TASK. Carry none of the pictures over; write out the complete data exactly.

(Dataset records about object locations)
:::

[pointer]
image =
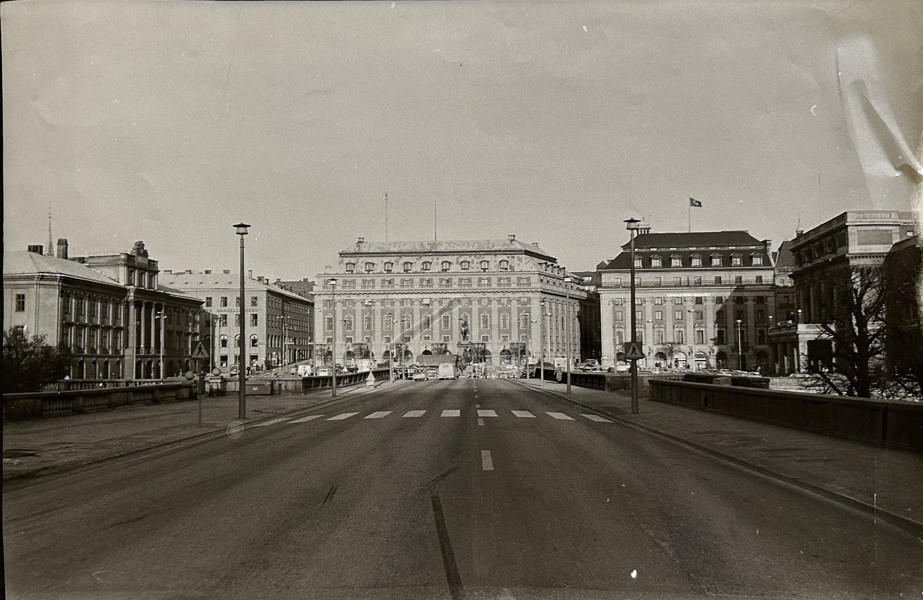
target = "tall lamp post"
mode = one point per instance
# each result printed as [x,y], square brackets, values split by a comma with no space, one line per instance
[567,282]
[242,367]
[333,353]
[632,225]
[740,345]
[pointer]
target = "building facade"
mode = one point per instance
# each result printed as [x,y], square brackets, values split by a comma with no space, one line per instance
[703,300]
[280,322]
[490,301]
[822,258]
[108,309]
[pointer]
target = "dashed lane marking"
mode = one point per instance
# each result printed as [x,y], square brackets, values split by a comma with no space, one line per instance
[559,416]
[381,414]
[523,414]
[306,419]
[487,463]
[596,418]
[342,416]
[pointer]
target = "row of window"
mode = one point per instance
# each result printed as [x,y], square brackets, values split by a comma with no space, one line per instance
[688,281]
[427,265]
[696,260]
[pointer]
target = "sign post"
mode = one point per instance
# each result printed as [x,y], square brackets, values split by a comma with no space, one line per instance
[197,354]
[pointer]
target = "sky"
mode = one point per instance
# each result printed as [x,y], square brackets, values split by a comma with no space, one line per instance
[169,122]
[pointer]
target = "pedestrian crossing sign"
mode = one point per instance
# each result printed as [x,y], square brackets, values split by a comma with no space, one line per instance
[633,351]
[200,352]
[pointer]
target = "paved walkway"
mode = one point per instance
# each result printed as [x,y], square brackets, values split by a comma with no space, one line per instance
[884,482]
[881,481]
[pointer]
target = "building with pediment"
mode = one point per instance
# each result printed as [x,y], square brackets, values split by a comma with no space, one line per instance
[491,301]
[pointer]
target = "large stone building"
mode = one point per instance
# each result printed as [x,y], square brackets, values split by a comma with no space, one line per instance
[109,309]
[481,299]
[822,257]
[280,322]
[703,300]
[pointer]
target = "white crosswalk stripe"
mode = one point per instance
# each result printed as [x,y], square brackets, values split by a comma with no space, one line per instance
[306,419]
[342,416]
[379,415]
[596,418]
[559,416]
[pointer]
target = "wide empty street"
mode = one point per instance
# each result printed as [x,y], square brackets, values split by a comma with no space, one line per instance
[441,489]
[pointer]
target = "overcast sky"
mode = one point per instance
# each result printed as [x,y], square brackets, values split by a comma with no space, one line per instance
[169,122]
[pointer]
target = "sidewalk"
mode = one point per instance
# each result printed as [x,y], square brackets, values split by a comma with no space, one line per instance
[885,482]
[54,444]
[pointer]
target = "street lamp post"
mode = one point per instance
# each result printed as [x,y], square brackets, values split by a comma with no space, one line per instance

:::

OUTPUT BELOW.
[pointer]
image =
target = "tall lamp post"
mode = one point per instance
# each result printed as [x,y], square brackets, values split by a comma with no space, one line per instance
[567,282]
[242,367]
[333,353]
[632,225]
[740,345]
[pointer]
target = "building facade"
mode = one point per instance
# each result printed as [x,y], square brackets, values split by a comma with no space, one line per instance
[703,300]
[280,322]
[490,301]
[822,258]
[108,309]
[pointer]
target = "dashed lane marking"
mode = one point per instance
# each result printed as [x,y], square brackets, values split by a comma with no space, one line per instance
[559,416]
[381,414]
[523,414]
[306,419]
[487,463]
[596,418]
[342,416]
[pointer]
target = "row of window"
mode = one point per instance
# each result printed as [x,y], square brackets, values split by a comma with no space, one line per instance
[688,281]
[427,265]
[696,260]
[pointer]
target = "sign post"
mode = one point per instance
# each result printed as [x,y], square brackets, values split by a comma with no space, one line per instance
[197,354]
[pointer]
target = "sky"
mode = one point per instance
# each result printed as [x,y], square brackets, values split by a comma with no space, one line per instance
[169,122]
[pointer]
target = "pedestrian crossing sign"
mode = one point per instance
# each result printed as [x,y], square brackets, values split by a comma with no space, one line per instance
[633,351]
[200,352]
[pointer]
target = "paved walkway"
mode = one point per instance
# each result printed as [x,y], square brackets, values split by a comma with no space, one line per instance
[884,482]
[881,481]
[pointer]
target = "building with pediment"
mode = one point per instance
# each result printed as [x,y], square brackets, values split by a comma with no space, one line per instance
[491,301]
[pointer]
target = "large stone building"
mode = one point per instance
# each result printed as [x,y], square brackets, values split by a comma with no space, one line per instance
[109,309]
[481,299]
[822,257]
[280,322]
[703,300]
[pointer]
target = "white crosswalk stripe"
mode = one point per instance
# each result printed as [x,y], square brackets, values split by a comma with no space, one line per instance
[306,419]
[342,416]
[379,415]
[596,418]
[559,416]
[pointer]
target = "wide empty street"
mode = one point per instance
# each result printed as [x,y], square brackets, values split by a comma with no space, one line per instance
[441,489]
[pointer]
target = "overcast sky"
mode = one point per instance
# each result printed as [x,y], square brackets, values split by a comma with no space, one line per instance
[169,122]
[pointer]
target = "sidewalk"
mode = one point per instance
# each result printed as [x,y], square brackets, values split by a comma with no space, one line per instance
[885,482]
[54,444]
[pointer]
target = "street lamp post"
mode = one point per instance
# each result printed as [x,y], square brackets, values split by a comma with no space, one line per instance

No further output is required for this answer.